Exercise goal:
Your copy of the listing should match it exactly, only without pictures.

[[ Records supplied open ]]

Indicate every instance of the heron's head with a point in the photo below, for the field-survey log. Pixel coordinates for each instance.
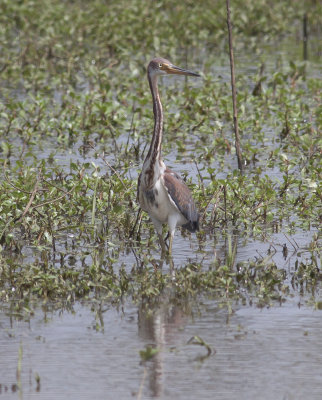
(161, 66)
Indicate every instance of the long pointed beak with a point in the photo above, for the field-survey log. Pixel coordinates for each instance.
(172, 69)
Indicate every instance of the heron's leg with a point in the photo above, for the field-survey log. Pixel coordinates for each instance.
(170, 244)
(162, 244)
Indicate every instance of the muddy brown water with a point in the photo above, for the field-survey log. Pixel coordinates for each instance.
(268, 353)
(257, 354)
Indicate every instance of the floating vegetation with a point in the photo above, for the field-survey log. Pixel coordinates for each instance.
(75, 120)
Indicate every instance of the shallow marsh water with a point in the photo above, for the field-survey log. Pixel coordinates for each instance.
(256, 353)
(93, 350)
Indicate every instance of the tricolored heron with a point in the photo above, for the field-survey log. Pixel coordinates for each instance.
(161, 192)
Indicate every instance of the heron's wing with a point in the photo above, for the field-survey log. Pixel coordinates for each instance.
(180, 194)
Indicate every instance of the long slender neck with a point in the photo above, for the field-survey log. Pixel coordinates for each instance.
(154, 153)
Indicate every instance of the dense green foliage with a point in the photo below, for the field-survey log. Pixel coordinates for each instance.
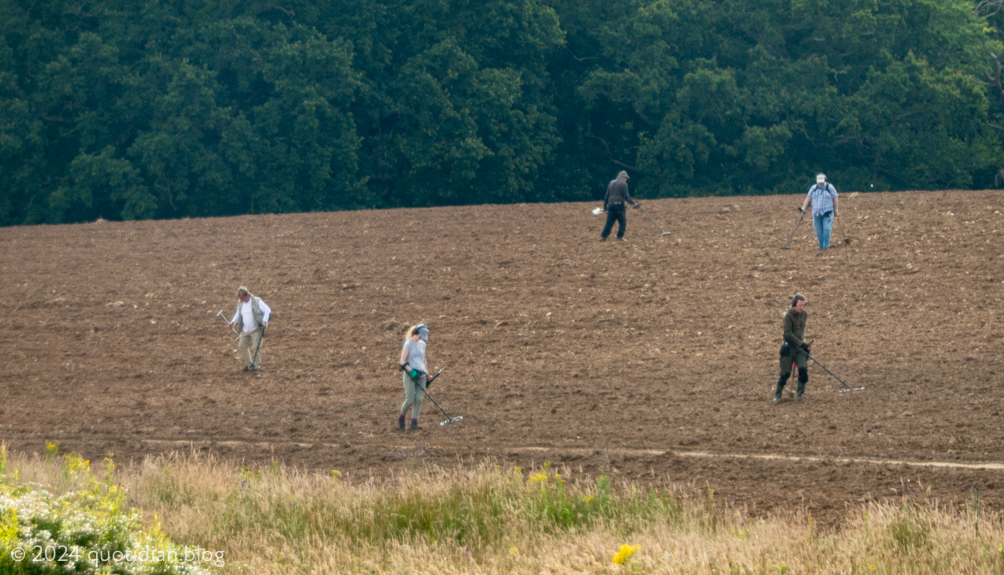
(165, 108)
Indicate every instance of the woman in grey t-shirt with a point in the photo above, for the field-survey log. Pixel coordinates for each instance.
(413, 363)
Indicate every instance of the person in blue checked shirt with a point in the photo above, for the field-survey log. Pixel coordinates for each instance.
(822, 196)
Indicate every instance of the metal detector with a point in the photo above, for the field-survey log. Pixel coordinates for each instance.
(785, 246)
(848, 387)
(448, 419)
(254, 360)
(639, 206)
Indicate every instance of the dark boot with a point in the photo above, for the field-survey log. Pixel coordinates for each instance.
(779, 388)
(803, 377)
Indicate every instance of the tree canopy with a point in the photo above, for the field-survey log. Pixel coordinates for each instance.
(167, 108)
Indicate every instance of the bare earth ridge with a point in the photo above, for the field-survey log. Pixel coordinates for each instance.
(652, 360)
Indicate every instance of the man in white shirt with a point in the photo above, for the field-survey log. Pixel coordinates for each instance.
(251, 318)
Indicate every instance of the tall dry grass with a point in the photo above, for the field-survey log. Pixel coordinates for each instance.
(490, 519)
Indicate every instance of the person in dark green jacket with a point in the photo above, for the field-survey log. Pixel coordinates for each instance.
(794, 336)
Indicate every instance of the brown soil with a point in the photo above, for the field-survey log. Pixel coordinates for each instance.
(652, 359)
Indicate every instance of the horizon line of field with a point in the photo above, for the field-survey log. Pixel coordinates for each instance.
(990, 466)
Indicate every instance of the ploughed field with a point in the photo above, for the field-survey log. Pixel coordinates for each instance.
(652, 360)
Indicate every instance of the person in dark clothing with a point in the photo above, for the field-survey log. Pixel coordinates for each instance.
(613, 205)
(794, 336)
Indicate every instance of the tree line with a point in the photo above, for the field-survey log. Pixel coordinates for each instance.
(169, 108)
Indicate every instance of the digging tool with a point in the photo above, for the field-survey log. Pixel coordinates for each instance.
(785, 246)
(639, 206)
(839, 223)
(448, 419)
(220, 315)
(848, 387)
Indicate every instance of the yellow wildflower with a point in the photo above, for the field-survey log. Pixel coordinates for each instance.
(624, 553)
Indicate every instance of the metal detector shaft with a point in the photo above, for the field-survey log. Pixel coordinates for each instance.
(651, 220)
(254, 361)
(449, 419)
(840, 224)
(809, 355)
(785, 246)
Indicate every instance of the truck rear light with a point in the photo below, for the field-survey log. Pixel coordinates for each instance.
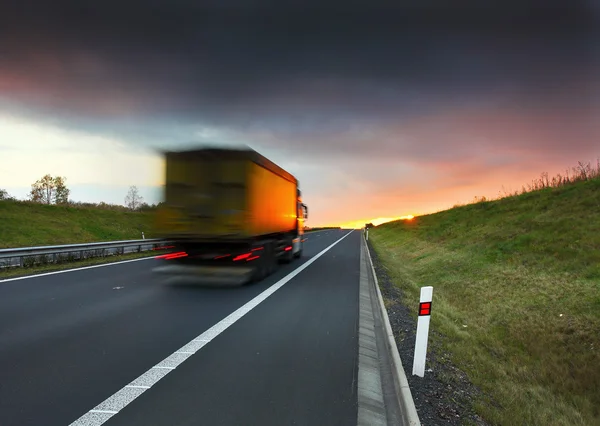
(172, 255)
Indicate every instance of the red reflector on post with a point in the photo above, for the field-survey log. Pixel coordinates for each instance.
(424, 308)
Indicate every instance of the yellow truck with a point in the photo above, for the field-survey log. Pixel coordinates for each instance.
(232, 215)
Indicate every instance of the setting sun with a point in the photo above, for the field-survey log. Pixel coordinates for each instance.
(359, 224)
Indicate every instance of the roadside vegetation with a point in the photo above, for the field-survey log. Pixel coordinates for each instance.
(73, 263)
(516, 300)
(26, 224)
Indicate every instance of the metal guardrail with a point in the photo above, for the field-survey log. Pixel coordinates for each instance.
(29, 256)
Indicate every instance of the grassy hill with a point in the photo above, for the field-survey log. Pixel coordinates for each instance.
(516, 298)
(30, 224)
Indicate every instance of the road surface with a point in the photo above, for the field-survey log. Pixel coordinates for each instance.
(113, 345)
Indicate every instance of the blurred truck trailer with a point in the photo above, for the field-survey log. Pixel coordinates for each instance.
(232, 215)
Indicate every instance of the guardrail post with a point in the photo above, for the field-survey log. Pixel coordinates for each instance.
(422, 331)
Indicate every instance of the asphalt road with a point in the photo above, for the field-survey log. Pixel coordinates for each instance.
(69, 341)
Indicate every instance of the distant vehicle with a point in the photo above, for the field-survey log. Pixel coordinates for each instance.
(232, 215)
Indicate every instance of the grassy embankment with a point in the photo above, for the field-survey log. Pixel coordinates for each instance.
(516, 298)
(25, 224)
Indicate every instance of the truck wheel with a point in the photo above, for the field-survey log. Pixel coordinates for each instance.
(270, 259)
(298, 255)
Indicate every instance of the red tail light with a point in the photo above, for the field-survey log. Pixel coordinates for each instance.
(172, 255)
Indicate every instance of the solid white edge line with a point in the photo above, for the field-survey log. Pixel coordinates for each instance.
(207, 336)
(83, 268)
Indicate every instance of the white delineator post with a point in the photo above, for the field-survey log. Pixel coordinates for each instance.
(422, 331)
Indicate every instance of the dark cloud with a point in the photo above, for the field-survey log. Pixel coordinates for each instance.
(424, 83)
(282, 61)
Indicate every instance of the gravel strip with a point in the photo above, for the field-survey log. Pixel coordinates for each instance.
(445, 395)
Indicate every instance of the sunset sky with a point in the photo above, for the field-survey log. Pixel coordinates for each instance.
(380, 111)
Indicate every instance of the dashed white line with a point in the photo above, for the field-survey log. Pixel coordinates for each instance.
(115, 403)
(83, 268)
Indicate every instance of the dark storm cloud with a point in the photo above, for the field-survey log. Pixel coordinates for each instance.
(293, 72)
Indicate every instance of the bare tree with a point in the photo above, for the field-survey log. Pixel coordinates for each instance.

[[ Records supplied closed ]]

Exercise result:
Indicate every instance of the heron's head with a point in the photo below, for the field-survey log. Pixel coordinates for each instance.
(161, 66)
Indicate every instance of the long pointed beak with a point in the photo above, for the field-survey log. Pixel coordinates for each instance.
(172, 69)
Indicate every instance of the heron's leg with a point in the photo above, for the field-survey log. Pixel coordinates for each instance.
(170, 244)
(162, 244)
Indicate every instance of the muddy brown water with a point in the photo above, for the field-survey log. Pixel coordinates for each instance.
(268, 353)
(257, 354)
Indicate every instance of the floating vegetation with a point in the photo above, for the field-survey log. Pixel coordinates for each instance.
(75, 120)
Indicate every instance of the shallow marsh water with a point in the photo above, for the field-survey log. Pixel coordinates for each instance.
(256, 353)
(93, 350)
Indicate every instance of the tricolored heron with a point in the photo above, for the field-survey log. Pixel coordinates for each instance.
(161, 192)
Indicate every instance of the heron's wing with a point in the photo above, for the field-survey log. Pixel coordinates for each instance.
(180, 194)
Indicate every instance of the long slender neck with a point in the photo above, for the field-survey log. Pixel coordinates for each instance.
(154, 153)
Indicate every instance of the dense green foliage with a point in the photo below, for the field-survey log. Pixel coordinates for each instance.
(165, 108)
Indicate every instance of the woman in grey t-shirt with a point in the photo above, for the field-survey log. Pixel coordinates for each instance.
(413, 363)
Indicate every instance of the person in blue checked shirt with a point in the photo above, for the field-survey log. Pixel coordinates for each instance.
(822, 196)
Indicate every instance of the metal detector with a point in the photo above, for the field-survey log. Pixel coordinates for each instance.
(785, 246)
(848, 387)
(448, 419)
(254, 360)
(639, 206)
Indicate every instance of the dark boot with a point in the photo above, for the field-survey log. Pixel coordinates for each instance.
(779, 388)
(803, 377)
Indicate every instance of the tree canopy with a point in the photo above, for the field-survey log. Pixel coordinates for each instance.
(167, 108)
Indicate every instance of the bare earth ridge with a point in the photo above, for the field-survey log. Pixel coordinates for each instance.
(652, 360)
Indicate every instance of the man in white shirt with a point in the photo above, for the field-survey log. Pixel coordinates for each instance.
(251, 318)
Indicate every instance of the tall dry grass with a point in the photo above, for the field-survey log. Pixel coordinates for each instance.
(490, 519)
Indicate every instance of the person in dark green jacket with a point in the photo above, for the field-survey log. Pixel coordinates for each instance.
(794, 336)
Indicate every instance of the brown soil with a point in the photo above, for the field-survey log. Pixel coordinates for each instance.
(652, 359)
Indicate every instance of the horizon line of field with a point in the photo above, for the field-survey log. Pixel coordinates for each instance.
(990, 466)
Indicate every instance of the ploughed field with a point in the photo above, for the field-survey log. Pixel coordinates for each instance.
(652, 360)
Indicate every instance of the person in dark clothing with a point in the photo above, for the field-survey log. Pixel coordinates for each instance.
(613, 205)
(794, 336)
Indicate every instance of the tree line with a point in the photo above, for the field-survey log. Pixel coordinates for each instance.
(169, 108)
Indicate every instance of the digging tool with a point in the photo above, for the field-survey log. Pixel coordinates for each instance.
(785, 246)
(639, 206)
(839, 223)
(448, 419)
(220, 315)
(848, 387)
Indicate every instance of the yellow wildflower with a point in the photo above, for the field-survey log. Pixel coordinates for each instance.
(624, 553)
Indicate every instance of the metal detector shaft with a point in the photo above, for the field-survey log. Pixel coordinates for each instance.
(651, 220)
(254, 361)
(449, 419)
(840, 224)
(809, 355)
(785, 246)
Indicate every instance of the truck rear light with a point in the photo below, for the field-survey log. Pixel coordinates for each instance.
(172, 255)
Indicate every instance of the red reflector on post with a point in the photo above, for the field-survey log. Pixel coordinates for each instance.
(424, 308)
Indicate every instance of the yellow truck with a point in the photo above, for the field-survey log. Pixel coordinates for each instance.
(232, 215)
Indicate every instance of the setting sun with a point in the photo above, for the field-survey log. Pixel coordinates for each instance.
(359, 224)
Indicate every instance of the roadside vegetation with a point in the photo above, for the field-survey log. Pixel coordinates for each instance.
(73, 263)
(516, 300)
(26, 224)
Indicate every instance of the metal guardrail with a point in the photo above, for the field-survey log. Pixel coordinates for each instance.
(29, 256)
Indicate every instance of the grassy hill with a point in the photo above, for the field-survey log. Pixel coordinates for each instance.
(516, 298)
(30, 224)
Indicate every instance of the road surface with a point in the photo above, for the field-survey log. Pixel coordinates for each instance.
(113, 345)
Indicate every instance of the blurred truck trailer with a point in the photo above, for the field-survey log. Pixel coordinates for each instance.
(232, 215)
Indicate every instance of the guardrail post with a point in the photo above, for the field-survey log. Pixel coordinates for each instance.
(422, 331)
Indicate every instance of the asphalt road with a point in the photo above, for the field-survey log. Pixel coordinates for each instance.
(69, 341)
Indicate every instance of the distant vehicle with a point in the photo above, for the field-survey log. Pixel coordinates for each instance.
(232, 215)
Indicate every instance of the grassy embankment with a point in the photo above, for the field-survey log. Pixel coordinates for each instance.
(516, 298)
(25, 224)
Indicate every instance of the truck wheel with a point in the photo above, for the field-survey log. Pixel coordinates for each instance.
(270, 259)
(298, 255)
Indicate every instance of the red tail light with a point in the photo above, for the field-survey log. Pixel coordinates for each instance.
(172, 255)
Indicate every instance of the solid white edge line with a point in the photo above, for the field-survey log. Pixel coordinates for each instance.
(207, 336)
(83, 268)
Indicate every instance of the white delineator post with a point in the photo above, for the field-survey log. Pixel coordinates for each instance.
(422, 331)
Indicate every instance of the dark cloud with a point in the photo above, for the field-survey log. Pixel coordinates for each instance.
(424, 83)
(282, 61)
Indicate every instance of the gravel strip with a point in the photo above, for the field-survey log. Pixel coordinates for each instance.
(445, 395)
Indicate every instance of the sunset sky with a point in the photo above, for the field-survey log. Pixel coordinates for each instance.
(380, 111)
Indicate every instance of the dashed white line with a point in the photo above, for the field-survey log. Pixel coordinates for each instance.
(115, 403)
(83, 268)
Indicate every instance of the dark storm cloud with a point in the photo above, for the field-survey log. Pixel coordinates for each instance.
(293, 72)
Indicate every instance of the bare tree with a point in the photo above, for the field-survey log. Pixel coordinates for each instance.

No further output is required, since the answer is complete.